(Beginning of PASSAGE PROVIDED)
The **HUNK** format is the binary container format used throughout AmigaOS. It is **not** a single file type — it covers two very different kinds of file that happen to share the same record structure:
| File kind | Extension | First longword | Can be executed? |
| **Object file** — compiler/assembler output, needs linking | `.o` | `$000003E7` (`HUNK_UNIT`) | ❌ No — must be linked first to produce an executable |
| **Static library archive** — collection of object files | `.lib` | `$000003FA` (`HUNK_LIB`) | ❌ No — linker input only |
An object file (`.o`) is **intermediate output** from a compiler. It contains relocatable code and unresolved external references. A linker (`slink`, `vlink`) combines one or more `.o` files with library archives into a final executable.
The format is a linear stream of **hunk records**, each identified by a 32-bit type word followed by type-specific data.
---
## Magic Number — All Valid First Longword Values
Tools and the OS identify a HUNK file by reading its **first 32-bit longword**. There are exactly three valid opening values:
| First longword | Hex | Dec | Constant | File type | Who reads it |
Any other first longword means the file is **not a valid HUNK file**. `InternalLoadSeg` will return an error.
> [!NOTE]
> Only `HUNK_HEADER` files can be passed to `LoadSeg()`. Passing a `.o` object file or a `.lib` archive to `LoadSeg()` will fail — those are consumed exclusively by the linker at build time, never at runtime.
### What `$000003F3` means exactly
The value `$000003F3` = decimal 1011 = the constant `HUNK_HEADER`. Nothing about this value is arbitrary — it is the hunk type code for the header record, used as the magic number because the header is always the first hunk in an executable.
### What `$000003E7` means exactly
The value `$000003E7` = decimal 999 = `HUNK_UNIT`. This marks the start of one relocatable compilation unit. A `.o` file may contain multiple `HUNK_UNIT` records, one per independently-compiled module (though most compilers emit exactly one per file).
> Source header: **`dos/doshunks.h`** (NDK 3.9). Every hunk record starts with one of these 32-bit tag values. The file is a linear stream — the loader reads tag → payload → next tag, until the file ends.
(End of PASSAGE PROVIDED)
(Beginning of RAW DATA)
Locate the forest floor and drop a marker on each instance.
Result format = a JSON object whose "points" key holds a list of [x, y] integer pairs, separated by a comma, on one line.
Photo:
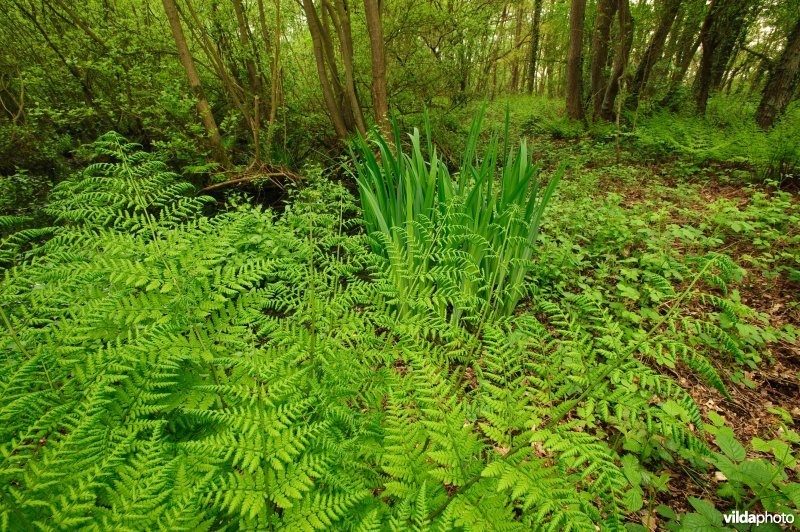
{"points": [[685, 208]]}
(End of RAW DATA)
## REQUIRED ACTIONS
1. List every constant name beginning with HUNK_ that appears in the HUNK format text.
2. Please echo the HUNK format text starting at "The **HUNK** format" and ending at "by type-specific data.".
The material has no connection to the HUNK format text.

## SET OF ANSWERS
1. HUNK_UNIT, HUNK_LIB, HUNK_HEADER

2.
The **HUNK** format is the binary container format used throughout AmigaOS. It is **not** a single file type — it covers two very different kinds of file that happen to share the same record structure:
| File kind | Extension | First longword | Can be executed? |
| **Object file** — compiler/assembler output, needs linking | `.o` | `$000003E7` (`HUNK_UNIT`) | ❌ No — must be linked first to produce an executable |
| **Static library archive** — collection of object files | `.lib` | `$000003FA` (`HUNK_LIB`) | ❌ No — linker input only |
An object file (`.o`) is **intermediate output** from a compiler. It contains relocatable code and unresolved external references. A linker (`slink`, `vlink`) combines one or more `.o` files with library archives into a final executable.
The format is a linear stream of **hunk records**, each identified by a 32-bit type word followed by type-specific data.